A des fins de formation et de protection, les surveillants pénitentiaires vont pouvoir, à titre expérimental, utiliser des caméras individuelles, aussi appelées caméras-piétons, et ce en vertu du décret n°2019-1427 du 23 décembre 2019 relatif aux conditions de l’expérimentation de l’usage des caméras individuelles par les personnels de surveillance de l’administration pénitentiaire dans le cadre de leurs missions.
Comment fonctionne cette caméra ? La caméra se présente sous la forme d’un boîtier qui s’accroche sur l’uniforme du surveillant pénitentiaire. Une fois la caméra allumée par l’activation manuelle du surveillant, l’enregistrement se lance et sont également mémorisées les trente secondes auparavant. Un voyant lumineux permet alors de signaler au surveillant mais également à la personne concernée, que la caméra est en train d’enregistrer. Cette caméra est aussi équipée d’un GPS et d’une horloge intégrés permettant de situer et de dater les vidéos automatiquement, de sorte que toutes les données nécessaires soient captées au moment de l’enregistrement. Dès lors, il ne restera plus qu’à effectuer un transfert sur un ordinateur sécurisé après l’intervention, qui sera ensuite le seul moyen de voir les enregistrements. En effet, les images ne peuvent pas être visionnées à distance durant l’enregistrement.

◆ **Consigne A**: Dans le texte sur les caméras-piétons des surveillants pénitentiaires, relevez tous les composants de la caméra qui sont cités, sans compter le boîtier lui-même.
◆ **Consigne B**: Réécrivez les entrées en commençant à la ligne qui contient "Target: black baseball" et en terminant à celle qui contient "[0, 588, 70, 805]". Remplacez "Locate all occurrences" par "Find every instance" sans rien changer d'autre.

Extraits d'un jeu de données annoté par cadres
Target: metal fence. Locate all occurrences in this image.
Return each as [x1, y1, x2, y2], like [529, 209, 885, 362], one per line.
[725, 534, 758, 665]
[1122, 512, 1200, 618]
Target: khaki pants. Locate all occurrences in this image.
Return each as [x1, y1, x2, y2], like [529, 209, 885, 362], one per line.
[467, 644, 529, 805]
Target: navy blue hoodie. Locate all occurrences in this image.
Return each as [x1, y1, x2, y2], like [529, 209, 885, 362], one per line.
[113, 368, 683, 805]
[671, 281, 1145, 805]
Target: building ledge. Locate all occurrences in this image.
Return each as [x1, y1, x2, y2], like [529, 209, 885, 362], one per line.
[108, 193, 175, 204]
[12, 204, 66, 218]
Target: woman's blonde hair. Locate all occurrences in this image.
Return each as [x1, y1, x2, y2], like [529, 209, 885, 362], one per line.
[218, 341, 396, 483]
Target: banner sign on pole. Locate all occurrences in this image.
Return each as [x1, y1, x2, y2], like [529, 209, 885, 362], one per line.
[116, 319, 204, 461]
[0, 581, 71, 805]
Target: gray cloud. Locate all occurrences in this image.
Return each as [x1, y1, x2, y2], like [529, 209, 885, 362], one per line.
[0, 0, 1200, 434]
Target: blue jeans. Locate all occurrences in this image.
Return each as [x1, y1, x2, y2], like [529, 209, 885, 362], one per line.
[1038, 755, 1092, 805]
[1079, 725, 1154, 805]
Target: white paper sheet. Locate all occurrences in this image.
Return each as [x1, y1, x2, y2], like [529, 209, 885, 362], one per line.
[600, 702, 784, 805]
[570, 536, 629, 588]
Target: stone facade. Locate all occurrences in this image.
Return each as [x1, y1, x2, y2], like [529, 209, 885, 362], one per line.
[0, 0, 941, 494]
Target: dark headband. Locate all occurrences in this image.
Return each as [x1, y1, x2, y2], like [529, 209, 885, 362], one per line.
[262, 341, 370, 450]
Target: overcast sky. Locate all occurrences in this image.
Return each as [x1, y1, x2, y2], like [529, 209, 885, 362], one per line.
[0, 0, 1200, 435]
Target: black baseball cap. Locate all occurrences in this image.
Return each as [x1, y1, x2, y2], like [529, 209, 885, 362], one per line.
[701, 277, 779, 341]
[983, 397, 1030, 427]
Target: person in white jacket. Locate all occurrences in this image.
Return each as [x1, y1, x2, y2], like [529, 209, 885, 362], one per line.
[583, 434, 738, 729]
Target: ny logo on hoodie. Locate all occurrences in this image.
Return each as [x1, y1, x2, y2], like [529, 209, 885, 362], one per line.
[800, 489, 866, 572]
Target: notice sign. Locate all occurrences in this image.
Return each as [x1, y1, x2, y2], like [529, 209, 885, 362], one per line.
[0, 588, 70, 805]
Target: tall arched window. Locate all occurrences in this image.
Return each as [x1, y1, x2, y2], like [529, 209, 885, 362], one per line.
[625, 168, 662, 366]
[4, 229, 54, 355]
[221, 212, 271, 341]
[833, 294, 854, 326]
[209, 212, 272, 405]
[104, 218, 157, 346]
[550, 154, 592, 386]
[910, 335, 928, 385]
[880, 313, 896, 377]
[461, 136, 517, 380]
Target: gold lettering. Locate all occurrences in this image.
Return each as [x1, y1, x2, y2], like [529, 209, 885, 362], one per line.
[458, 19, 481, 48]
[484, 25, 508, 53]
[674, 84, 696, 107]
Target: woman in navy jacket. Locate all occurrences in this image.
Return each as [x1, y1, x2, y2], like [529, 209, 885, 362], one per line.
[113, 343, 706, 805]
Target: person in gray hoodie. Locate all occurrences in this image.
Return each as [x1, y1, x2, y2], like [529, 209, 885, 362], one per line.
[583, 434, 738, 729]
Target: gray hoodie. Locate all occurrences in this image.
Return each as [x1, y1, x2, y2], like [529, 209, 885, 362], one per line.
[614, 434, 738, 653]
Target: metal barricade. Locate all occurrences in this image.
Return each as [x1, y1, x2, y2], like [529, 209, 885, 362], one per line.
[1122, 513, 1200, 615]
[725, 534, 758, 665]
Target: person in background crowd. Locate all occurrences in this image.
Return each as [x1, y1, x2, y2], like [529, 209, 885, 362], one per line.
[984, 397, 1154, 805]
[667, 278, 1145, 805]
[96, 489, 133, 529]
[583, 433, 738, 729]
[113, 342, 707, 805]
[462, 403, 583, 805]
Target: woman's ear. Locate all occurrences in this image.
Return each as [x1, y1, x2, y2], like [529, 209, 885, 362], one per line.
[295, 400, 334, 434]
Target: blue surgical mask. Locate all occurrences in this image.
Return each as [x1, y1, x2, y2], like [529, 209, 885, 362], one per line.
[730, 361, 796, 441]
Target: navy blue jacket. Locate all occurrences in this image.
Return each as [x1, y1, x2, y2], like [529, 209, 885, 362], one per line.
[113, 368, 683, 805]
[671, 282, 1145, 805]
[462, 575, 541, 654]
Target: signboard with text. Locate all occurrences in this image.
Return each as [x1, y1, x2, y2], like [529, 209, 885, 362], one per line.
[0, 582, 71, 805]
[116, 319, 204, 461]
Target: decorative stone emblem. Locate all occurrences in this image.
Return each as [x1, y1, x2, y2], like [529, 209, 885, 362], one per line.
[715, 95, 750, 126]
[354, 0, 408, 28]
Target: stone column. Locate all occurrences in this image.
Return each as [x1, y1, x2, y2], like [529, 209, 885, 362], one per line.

◆ **Réponse complète A**:
- un voyant lumineux
- un GPS
- une horloge

◆ **Réponse complète B**:
Target: black baseball cap. Find every instance in this image.
Return each as [x1, y1, x2, y2], like [529, 209, 885, 362], one per line.
[701, 277, 779, 341]
[983, 397, 1030, 427]
Target: person in white jacket. Find every instance in this image.
Return each as [x1, y1, x2, y2], like [529, 209, 885, 362], one per line.
[583, 434, 738, 729]
Target: ny logo on hoodie. Find every instance in this image.
Return each as [x1, y1, x2, y2], like [529, 209, 885, 362], one per line.
[800, 489, 866, 572]
Target: notice sign. Find every instance in this image.
Return each as [x1, y1, x2, y2], like [529, 209, 885, 362], one per line.
[0, 588, 70, 805]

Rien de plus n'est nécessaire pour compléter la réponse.